Start of TEXT UNDER STUDY
After you went to a nail salon to get a regular or a gel manicure and spent somewhere between $30 to $50 of your hard-earned money, you noticed that your cuticles started to peel away a few days later and your whole manicure did not look good anymore.

Cuticles peel or crack after a gel manicure because the nail folds that are being next to them are trimmed or cut too deep that the continuous folds become two separate layers. The top of the outer layer now has a free edge that will dry out, become flaky and separated from the skin a few days later.

The following sections will explain more about your cuticles and what you can do to prevent it from peeling the next time you get a gel manicure.

What are cuticles

Cuticles are part of the nail structure. Cuticles are dead skin that consists of two parts called eponychium and perinychium. Eponychium is the cuticle or dead skin at the base of the nail. Perinychium is the cuticle at the sides of the nail. Next to the cuticle is the part of inner skin cells called nail fold.

The cuticles’ job is to create a continuous protective barrier around the nail to prevent foreign objects or bacteria from getting into the gap between the nail fold and the nail bed and find their ways into ones’ body. For this reason, cuticles should be on the nail bed to ensure this protection mechanism is working adequately.

Under normal growing conditions, the nail fold is one continuous piece that goes around the nail from one side to the opposite side of the nail. As the skin sheds, this nail fold also sheds. This shedding process creates a normal-looking, continuous and smooth cuticle that goes around the nails.
End of TEXT UNDER STUDY
Start of RECORDED INFORMATION
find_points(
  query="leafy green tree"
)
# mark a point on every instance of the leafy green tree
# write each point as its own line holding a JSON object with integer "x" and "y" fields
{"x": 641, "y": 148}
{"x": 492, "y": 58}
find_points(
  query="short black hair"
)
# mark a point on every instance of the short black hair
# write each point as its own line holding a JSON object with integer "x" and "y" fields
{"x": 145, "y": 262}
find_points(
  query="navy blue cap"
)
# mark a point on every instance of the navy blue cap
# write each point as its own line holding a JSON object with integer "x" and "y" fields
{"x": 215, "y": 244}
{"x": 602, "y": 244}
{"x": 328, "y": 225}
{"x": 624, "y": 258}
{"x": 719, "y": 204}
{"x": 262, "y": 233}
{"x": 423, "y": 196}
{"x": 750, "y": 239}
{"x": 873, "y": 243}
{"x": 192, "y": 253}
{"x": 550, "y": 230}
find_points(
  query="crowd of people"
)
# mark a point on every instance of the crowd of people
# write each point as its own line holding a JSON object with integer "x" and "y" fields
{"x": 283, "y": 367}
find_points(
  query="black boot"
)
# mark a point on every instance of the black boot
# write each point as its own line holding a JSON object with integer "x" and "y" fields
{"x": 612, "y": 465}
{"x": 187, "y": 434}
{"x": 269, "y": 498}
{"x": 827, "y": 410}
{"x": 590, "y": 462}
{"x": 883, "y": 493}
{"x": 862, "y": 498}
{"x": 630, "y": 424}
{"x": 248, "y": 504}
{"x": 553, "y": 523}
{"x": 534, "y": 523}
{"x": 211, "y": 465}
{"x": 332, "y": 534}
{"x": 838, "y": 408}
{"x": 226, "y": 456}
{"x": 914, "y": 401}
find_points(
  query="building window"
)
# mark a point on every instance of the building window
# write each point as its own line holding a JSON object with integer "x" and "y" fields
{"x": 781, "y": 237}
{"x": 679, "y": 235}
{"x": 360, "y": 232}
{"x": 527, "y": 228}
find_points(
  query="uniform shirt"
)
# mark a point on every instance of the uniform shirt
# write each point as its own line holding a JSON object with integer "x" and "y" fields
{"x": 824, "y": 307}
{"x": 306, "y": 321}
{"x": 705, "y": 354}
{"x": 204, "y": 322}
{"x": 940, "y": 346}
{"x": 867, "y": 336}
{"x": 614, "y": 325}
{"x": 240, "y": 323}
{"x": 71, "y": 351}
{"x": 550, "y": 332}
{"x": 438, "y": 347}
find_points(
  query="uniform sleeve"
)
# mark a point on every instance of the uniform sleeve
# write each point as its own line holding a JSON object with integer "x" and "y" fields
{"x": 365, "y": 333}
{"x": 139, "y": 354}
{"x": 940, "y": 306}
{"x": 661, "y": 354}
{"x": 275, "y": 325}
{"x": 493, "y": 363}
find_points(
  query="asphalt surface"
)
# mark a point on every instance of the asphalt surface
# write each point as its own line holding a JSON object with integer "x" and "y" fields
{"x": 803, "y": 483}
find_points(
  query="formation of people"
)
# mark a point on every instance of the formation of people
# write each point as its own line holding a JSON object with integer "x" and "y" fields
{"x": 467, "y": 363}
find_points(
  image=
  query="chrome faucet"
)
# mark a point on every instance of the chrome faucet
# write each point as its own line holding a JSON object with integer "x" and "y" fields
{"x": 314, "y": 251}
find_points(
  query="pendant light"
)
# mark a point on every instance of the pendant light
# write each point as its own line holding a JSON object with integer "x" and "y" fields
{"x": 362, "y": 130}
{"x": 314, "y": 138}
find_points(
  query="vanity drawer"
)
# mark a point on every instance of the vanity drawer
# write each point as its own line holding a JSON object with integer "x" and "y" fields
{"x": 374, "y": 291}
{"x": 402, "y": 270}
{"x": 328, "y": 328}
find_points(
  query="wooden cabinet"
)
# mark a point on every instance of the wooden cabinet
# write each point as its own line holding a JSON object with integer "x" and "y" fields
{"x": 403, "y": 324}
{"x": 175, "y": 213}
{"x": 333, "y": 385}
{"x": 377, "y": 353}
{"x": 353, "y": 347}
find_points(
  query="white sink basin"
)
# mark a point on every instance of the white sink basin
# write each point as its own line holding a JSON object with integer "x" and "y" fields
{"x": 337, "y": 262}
End of RECORDED INFORMATION
# [TASK SET]
a) In the passage on cuticles, what name is given to the cuticle at the sides of the nail?
b) Carry the passage on cuticles forward from its final sentence.

# [RESPONSES FOR EACH TASK]
a) Perinychium.

b)
Why do cuticles peel after a gel manicure

Under normal conditions, the outermost skin cells that make up the cuticle will slowly detach themselves from the nails all the time. Therefore, if the skin or cuticles are in good condition, cutting or trimming is not necessary.

In the case the cuticles are cut or trimmed properly, the nail folds will be intact to grow into cuticles that are smooth and continuous around the fingernail. Otherwise, if this nail fold is cut too deep in the case of excessive cuticle trimming, the live cells in the nail fold become severed and this deep cut also creates two separate layers, the outer top layer and a lower one. The dead skin cuticles on the top layer will separate and curl away from the finger due to dryness. This condition is called cuticle peeling or cracking and it makes the cuticles look flaky.

This is better understood with this illustration. Take a piece of paper and fold it in half. The paper fold is analogous to a nail fold. If you cut part of this paper fold, you will get two sheets of paper where you cut. This is also what happens if you cut, trim or nip your cuticles too deep.

Your cuticles peel because your nail tech overcut them

Whether you get your gel manicure done at a nail salon or you do it yourself at home, cuticles are usually being cut too deep to a point the nail fold is severed. When this happens, your cuticles will peel a few days later.

Nail technicians are trained so they can trim cuticles with ease but not many know whether they should be trimmed or left alone. It is up to you to be an informed customer to decide whether your cuticles need trimming so you can tell your nail tech to perform this task or not. 

How to cut or trim cuticle properly

If your cuticles are not overly grown, you should not remove them because they are there to protect the nails or prevent infection. If some spots are thick, you should only trim them with a pair of cuticle nippers and never try to pull them with your fingers as this pulling action will make it worse as you will peel away the lower skin layers and bleeding will occur.

Should you cut or trim cuticles

To determine whether your cuticles need trimming or not, you can first inspect them yourself. Normal, healthy-looking cuticles should have a thin line going around the nail plate. On most people, the little finger shows the best-looking cuticles that should not be trimmed or cut. By comparing cuticles on other fingers with that on the little finger, you can easily tell that they need to be trimmed or not.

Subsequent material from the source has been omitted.